_GOAL:_ Output exactly the lines between the line that contains "Task: locate the red leash." and the last line of the material, counting both.

Dataset items:
□ □ □ □ □
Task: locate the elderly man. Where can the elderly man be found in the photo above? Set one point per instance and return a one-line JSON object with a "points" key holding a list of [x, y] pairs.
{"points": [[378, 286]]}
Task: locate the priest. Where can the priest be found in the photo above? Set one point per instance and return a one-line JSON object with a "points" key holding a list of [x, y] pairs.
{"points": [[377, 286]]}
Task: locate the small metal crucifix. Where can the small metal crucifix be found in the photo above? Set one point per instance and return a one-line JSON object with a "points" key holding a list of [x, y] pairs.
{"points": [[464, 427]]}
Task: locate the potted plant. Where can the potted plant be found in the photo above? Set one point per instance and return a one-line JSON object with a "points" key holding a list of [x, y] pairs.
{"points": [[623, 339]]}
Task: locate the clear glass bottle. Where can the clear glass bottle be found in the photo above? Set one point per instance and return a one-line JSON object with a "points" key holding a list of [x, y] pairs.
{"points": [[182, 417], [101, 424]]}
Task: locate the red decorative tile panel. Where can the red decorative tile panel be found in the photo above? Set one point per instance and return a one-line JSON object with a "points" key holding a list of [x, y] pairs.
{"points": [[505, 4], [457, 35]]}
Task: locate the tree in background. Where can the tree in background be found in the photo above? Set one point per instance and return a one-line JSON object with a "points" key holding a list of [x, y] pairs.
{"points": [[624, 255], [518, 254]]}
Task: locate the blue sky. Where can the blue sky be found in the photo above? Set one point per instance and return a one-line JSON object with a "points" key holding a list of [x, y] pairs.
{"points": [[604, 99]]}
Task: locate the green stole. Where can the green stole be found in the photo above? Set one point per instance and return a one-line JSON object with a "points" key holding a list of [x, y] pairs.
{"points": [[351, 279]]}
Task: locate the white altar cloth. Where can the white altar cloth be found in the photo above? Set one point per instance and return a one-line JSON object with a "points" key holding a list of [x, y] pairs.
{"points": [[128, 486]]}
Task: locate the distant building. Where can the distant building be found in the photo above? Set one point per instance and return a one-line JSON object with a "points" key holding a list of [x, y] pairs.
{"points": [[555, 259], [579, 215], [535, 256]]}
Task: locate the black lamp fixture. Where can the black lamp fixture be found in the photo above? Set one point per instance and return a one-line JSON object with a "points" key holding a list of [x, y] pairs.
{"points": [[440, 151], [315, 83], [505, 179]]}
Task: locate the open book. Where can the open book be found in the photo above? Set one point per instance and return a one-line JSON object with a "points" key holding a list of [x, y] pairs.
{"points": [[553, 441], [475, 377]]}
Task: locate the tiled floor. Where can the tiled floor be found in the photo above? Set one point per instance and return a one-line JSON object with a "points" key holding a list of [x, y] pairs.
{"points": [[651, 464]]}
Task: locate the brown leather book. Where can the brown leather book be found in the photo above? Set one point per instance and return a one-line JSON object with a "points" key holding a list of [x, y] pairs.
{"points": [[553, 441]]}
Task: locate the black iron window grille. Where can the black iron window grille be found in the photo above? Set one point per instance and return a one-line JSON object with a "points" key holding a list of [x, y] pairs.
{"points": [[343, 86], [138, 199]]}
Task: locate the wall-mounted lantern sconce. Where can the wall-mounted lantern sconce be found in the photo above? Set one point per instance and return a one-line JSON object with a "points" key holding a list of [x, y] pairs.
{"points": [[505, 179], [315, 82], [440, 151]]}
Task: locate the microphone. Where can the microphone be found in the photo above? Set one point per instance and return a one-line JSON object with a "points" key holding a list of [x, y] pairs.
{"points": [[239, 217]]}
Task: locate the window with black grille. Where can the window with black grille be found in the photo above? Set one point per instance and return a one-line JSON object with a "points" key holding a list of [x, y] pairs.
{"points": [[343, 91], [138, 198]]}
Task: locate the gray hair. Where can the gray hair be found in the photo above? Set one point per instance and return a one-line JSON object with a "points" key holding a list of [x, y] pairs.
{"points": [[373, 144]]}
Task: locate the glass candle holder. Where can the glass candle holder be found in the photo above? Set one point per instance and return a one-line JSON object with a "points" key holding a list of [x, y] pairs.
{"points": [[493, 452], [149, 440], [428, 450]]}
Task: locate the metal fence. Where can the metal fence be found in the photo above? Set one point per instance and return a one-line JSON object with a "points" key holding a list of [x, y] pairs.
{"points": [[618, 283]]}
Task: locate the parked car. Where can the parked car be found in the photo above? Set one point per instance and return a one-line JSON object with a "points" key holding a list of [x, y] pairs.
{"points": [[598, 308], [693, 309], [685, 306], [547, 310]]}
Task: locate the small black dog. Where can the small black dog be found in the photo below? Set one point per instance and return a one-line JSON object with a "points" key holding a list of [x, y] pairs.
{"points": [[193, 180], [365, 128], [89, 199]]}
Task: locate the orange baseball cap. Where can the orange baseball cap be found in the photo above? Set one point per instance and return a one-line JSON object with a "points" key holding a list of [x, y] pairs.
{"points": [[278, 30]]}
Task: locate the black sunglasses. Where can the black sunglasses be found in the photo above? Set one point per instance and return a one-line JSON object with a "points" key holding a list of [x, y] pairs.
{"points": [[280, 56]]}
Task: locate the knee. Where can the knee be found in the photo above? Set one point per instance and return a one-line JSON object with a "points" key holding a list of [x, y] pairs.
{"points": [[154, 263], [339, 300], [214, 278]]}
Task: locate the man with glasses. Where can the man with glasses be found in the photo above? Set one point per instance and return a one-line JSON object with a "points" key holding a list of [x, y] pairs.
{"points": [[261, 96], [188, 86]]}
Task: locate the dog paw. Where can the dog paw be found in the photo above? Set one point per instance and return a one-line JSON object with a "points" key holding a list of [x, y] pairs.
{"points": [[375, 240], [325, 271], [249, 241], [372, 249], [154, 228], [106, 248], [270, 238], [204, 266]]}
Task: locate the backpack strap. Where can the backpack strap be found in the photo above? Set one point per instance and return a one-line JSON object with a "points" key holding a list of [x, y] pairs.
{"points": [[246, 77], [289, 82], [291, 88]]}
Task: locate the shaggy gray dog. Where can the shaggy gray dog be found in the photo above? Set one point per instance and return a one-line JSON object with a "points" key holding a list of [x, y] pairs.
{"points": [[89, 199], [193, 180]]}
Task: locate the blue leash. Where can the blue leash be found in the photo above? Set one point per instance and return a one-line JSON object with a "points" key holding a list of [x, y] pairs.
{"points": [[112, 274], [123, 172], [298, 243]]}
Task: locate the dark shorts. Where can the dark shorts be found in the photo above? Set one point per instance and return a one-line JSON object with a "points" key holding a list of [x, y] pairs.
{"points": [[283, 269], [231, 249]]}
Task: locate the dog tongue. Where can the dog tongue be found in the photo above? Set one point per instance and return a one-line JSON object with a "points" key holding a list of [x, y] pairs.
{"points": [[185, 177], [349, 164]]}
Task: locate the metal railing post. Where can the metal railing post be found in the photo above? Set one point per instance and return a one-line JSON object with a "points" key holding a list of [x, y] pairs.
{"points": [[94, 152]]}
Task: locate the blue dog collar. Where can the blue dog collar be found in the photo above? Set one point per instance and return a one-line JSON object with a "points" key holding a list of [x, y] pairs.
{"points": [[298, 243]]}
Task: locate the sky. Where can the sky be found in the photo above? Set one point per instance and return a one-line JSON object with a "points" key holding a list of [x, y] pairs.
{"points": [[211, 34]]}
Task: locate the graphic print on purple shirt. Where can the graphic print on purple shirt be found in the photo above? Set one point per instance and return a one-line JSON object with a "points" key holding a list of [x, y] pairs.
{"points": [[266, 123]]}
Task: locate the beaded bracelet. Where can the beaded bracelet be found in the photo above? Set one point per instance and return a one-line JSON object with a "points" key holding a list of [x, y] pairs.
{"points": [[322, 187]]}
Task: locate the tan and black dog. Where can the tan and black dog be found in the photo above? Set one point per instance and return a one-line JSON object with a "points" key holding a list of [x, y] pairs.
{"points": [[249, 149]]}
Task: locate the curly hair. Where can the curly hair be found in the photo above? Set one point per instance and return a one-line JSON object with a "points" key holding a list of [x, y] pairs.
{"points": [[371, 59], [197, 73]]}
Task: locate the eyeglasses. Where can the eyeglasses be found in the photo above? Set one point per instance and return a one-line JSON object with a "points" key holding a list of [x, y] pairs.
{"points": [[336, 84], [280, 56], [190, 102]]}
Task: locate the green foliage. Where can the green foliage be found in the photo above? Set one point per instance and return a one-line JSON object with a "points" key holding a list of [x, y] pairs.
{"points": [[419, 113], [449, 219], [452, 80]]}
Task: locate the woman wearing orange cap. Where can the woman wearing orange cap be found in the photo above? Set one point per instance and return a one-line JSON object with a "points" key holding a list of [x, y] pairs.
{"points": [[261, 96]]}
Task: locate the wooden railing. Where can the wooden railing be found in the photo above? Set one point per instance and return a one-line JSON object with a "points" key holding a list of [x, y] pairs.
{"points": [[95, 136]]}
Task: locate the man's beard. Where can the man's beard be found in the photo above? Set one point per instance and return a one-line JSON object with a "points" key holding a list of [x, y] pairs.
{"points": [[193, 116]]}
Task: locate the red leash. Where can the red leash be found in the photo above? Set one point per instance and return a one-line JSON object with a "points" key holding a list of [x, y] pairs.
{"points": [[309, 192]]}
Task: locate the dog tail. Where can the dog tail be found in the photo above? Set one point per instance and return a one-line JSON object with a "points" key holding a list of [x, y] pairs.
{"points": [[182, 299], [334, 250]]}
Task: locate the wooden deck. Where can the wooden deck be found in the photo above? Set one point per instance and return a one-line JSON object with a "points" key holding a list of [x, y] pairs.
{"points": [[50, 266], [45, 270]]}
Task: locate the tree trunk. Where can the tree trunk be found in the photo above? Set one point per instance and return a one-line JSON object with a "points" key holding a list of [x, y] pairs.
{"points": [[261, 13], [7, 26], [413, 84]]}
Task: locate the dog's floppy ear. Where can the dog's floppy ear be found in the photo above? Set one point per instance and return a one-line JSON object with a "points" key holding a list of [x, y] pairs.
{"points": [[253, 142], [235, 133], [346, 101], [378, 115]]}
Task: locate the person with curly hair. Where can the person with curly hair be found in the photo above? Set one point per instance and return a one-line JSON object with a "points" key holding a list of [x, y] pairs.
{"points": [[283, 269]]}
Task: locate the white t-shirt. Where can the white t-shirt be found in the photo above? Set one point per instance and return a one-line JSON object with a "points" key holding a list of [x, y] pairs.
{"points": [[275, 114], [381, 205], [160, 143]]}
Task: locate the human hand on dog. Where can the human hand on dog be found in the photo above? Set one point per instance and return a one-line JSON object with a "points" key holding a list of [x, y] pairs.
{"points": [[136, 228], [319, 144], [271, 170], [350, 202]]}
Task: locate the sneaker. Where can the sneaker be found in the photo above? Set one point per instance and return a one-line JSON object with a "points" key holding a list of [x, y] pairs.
□ □ □ □ □
_REPLY:_
Task: locate the red leash. Where can the red leash be found in the photo above? Set one point per instance and return a one-line JSON object with a "points" key holding a list of [x, y] pairs.
{"points": [[309, 192]]}
Task: locate the dog tail. Where can the dog tail be found in the photo above? Set one point per instance and return a one-line JSON object with a "points" key holding a list of [x, y] pairs.
{"points": [[182, 299], [334, 250]]}
Task: locate the wooden deck. Where can the wooden deck be found in the photo above? Set one point per instance and return a one-line JSON object with a "points" key holding a list of [x, y] pairs.
{"points": [[50, 266], [45, 270]]}
Task: locate the tree trunk. Where can the tree trunk be found in the photo above? Set one point per instance and return a one-line JSON object with a "points" key holding a list of [x, y] pairs.
{"points": [[261, 13], [7, 26], [413, 84]]}
Task: locate the dog's floppy ear. Where can the dog's floppy ear be found in the photo above? Set one point per instance and return a one-line JSON object with a "points" key holding a list of [x, y] pairs.
{"points": [[253, 142], [235, 133], [346, 101], [378, 115]]}
Task: locate the person with curly hair. Where can the person with curly hair be found in the photo above? Set one point per instance and return a one-line JSON object with a "points" key holding a list of [x, y] pairs.
{"points": [[283, 269]]}
Task: locate the white t-shirt. Where can the white t-shirt be found in the photo above? Set one point per instance and return a one-line JSON object with a "points" key holding a list of [x, y] pairs.
{"points": [[275, 114], [381, 205], [160, 143]]}
Task: locate the human hand on dog. Where can the human hand on dog be found in the photo above? Set one point per instance and return a one-line JSON object with a "points" key holding a list of [x, y] pairs.
{"points": [[136, 228], [319, 144], [271, 170], [350, 202]]}
Task: locate the sneaker. Where can the sneaker be found in the photo above? Set one point per instance and return a one-line JSON object with a "points" key holding a list of [x, y] pairs.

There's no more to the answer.